REQUEST 1:
Transcribe the region segmentation records below word for word, starting with the line that contains "of the denim" and going on through the last line of the records.

Tuesday is scheduled to be the day that everything changes. Not everything, really, but it’s the day that the “Volcker Rule” will finally go into effect. “Leave the capital markets to their own devices without any expectation of government protection and keep the existing safety net for the commercial banking system,” Volcker said in 2009. In practice, this means that commercial banking, with deposits backed by the FDIC, have to be separated from stock trading and similar activities.
It’s not the Glass-Steagall Act, which required completely separate kinds of banks operating as different companies to perform the different kinds of investing. But it’s not bad. And if it sounds simple in principle the regulation authorized by Dodd-Frank takes 800 pages. Four years from its proposal and 3 years from its passage, it’s ready to roll out. How will it go?
The rule itself is certain to be watered down a bit, given how difficult it will be to implement. The details won’t be known until the final release, but there is an excellent breakdown available of what is to be expected by Wall Street after 3 years of testimony and over 20,000 written comments. It will certainly change how business is done.
The first problem faced by the new regulation will likely be lawsuits. There is a lot of money at stake here so we can’t expect the rollout to go smoothly. It will be worth it to hire a lot of very expensive attorneys, even if the end result is only delay.

Region segmentation records
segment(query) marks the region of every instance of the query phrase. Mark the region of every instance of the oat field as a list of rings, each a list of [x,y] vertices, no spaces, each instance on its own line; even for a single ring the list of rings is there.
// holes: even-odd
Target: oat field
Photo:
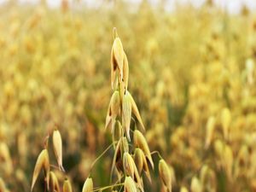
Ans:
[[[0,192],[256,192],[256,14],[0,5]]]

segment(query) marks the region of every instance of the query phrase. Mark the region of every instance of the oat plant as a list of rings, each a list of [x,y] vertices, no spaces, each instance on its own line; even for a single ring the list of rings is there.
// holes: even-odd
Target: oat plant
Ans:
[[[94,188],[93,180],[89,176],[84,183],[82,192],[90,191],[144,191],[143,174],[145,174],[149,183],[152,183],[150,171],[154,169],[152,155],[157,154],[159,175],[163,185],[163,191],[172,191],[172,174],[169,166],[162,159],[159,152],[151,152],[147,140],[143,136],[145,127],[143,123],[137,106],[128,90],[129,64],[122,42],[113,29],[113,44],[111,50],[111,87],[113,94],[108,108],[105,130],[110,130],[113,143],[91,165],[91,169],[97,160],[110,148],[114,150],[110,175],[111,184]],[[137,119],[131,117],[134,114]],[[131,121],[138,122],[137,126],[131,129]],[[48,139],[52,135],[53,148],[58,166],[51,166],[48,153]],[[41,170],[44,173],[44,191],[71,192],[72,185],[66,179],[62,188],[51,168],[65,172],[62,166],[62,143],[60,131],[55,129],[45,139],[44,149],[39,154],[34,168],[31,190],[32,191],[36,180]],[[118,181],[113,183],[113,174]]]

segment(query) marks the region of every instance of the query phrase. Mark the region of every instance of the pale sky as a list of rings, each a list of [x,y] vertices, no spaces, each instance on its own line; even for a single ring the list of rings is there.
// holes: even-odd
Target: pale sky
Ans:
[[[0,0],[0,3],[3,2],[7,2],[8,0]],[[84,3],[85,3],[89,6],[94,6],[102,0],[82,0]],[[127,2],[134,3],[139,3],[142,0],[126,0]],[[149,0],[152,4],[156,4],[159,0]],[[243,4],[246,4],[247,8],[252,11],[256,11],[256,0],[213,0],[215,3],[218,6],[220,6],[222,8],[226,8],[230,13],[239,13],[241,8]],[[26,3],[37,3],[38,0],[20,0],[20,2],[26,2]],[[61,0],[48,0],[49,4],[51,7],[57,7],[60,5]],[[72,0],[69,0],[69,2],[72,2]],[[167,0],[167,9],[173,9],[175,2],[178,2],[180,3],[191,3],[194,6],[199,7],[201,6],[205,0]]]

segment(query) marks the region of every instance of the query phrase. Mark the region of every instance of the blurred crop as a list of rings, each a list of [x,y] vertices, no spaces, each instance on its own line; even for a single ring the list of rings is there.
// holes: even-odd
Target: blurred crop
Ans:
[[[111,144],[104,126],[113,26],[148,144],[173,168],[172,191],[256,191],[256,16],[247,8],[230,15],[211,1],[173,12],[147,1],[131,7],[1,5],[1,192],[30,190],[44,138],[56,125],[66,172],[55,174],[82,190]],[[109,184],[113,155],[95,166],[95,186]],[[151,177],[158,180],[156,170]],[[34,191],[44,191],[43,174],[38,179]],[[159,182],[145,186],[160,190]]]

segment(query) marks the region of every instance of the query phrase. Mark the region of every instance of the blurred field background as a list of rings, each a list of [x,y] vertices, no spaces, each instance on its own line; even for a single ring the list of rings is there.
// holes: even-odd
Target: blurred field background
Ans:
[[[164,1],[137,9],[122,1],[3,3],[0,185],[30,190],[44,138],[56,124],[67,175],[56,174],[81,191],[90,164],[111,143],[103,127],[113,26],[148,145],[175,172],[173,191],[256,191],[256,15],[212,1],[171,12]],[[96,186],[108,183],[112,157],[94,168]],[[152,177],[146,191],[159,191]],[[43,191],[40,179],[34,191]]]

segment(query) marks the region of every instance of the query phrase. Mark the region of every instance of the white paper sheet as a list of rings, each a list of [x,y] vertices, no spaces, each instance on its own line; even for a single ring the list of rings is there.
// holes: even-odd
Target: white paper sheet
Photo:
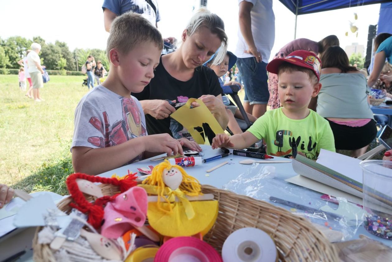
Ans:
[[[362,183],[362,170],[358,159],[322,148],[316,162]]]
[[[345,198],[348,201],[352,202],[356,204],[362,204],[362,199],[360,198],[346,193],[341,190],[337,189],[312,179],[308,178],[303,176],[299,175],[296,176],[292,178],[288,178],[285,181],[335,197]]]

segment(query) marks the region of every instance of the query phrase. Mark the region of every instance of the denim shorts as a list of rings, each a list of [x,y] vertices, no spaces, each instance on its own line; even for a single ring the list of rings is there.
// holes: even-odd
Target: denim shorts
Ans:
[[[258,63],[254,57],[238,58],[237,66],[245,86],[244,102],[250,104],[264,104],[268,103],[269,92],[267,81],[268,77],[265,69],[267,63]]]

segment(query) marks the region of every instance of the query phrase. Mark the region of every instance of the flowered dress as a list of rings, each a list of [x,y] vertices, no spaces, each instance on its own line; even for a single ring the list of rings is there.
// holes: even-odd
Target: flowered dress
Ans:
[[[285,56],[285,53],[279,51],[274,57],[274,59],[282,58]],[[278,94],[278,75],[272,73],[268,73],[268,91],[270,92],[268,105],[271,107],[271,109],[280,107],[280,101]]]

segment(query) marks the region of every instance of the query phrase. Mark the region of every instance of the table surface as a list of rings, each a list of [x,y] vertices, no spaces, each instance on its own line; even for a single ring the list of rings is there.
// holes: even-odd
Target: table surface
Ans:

REQUEST 2:
In the passage on the Volcker Rule, how many pages does the regulation authorized by Dodd-Frank take?

WRITTEN SOLUTION 1:
segment(query) marks the region of every instance of the query phrase. Mark the region of every instance of the denim shorts as a list of rings, each a list of [x,y] vertices, no spaces, each instance on its own line; even for a single ring the list of rings is there.
// holes: even-odd
Target: denim shorts
Ans:
[[[258,63],[254,57],[238,58],[237,66],[245,86],[244,102],[250,104],[264,104],[268,103],[269,92],[267,81],[268,77],[265,69],[267,63]]]

segment(query) marks the region of every instance of the query phrase. Mark the region of every instance of the flowered dress as a list of rings, each a list of [x,y] vertices, no spaces, each instance on its own line; even for a single ring the list of rings is there.
// holes: even-odd
Target: flowered dress
Ans:
[[[285,56],[285,53],[279,51],[274,57],[274,59],[282,58]],[[278,94],[278,75],[272,73],[268,73],[268,91],[270,92],[268,105],[271,107],[271,109],[280,107],[280,101]]]

segment(query) marks the region of every instance of the query phrase. Mark the region of every instance of the table surface as a list of rings, each a list of [x,y] vertices, no spaces, each instance on its own line; even for a single ring the list of rings is there.
// holes: even-odd
Target: table surface
Ans:

WRITTEN SOLUTION 2:
800 pages.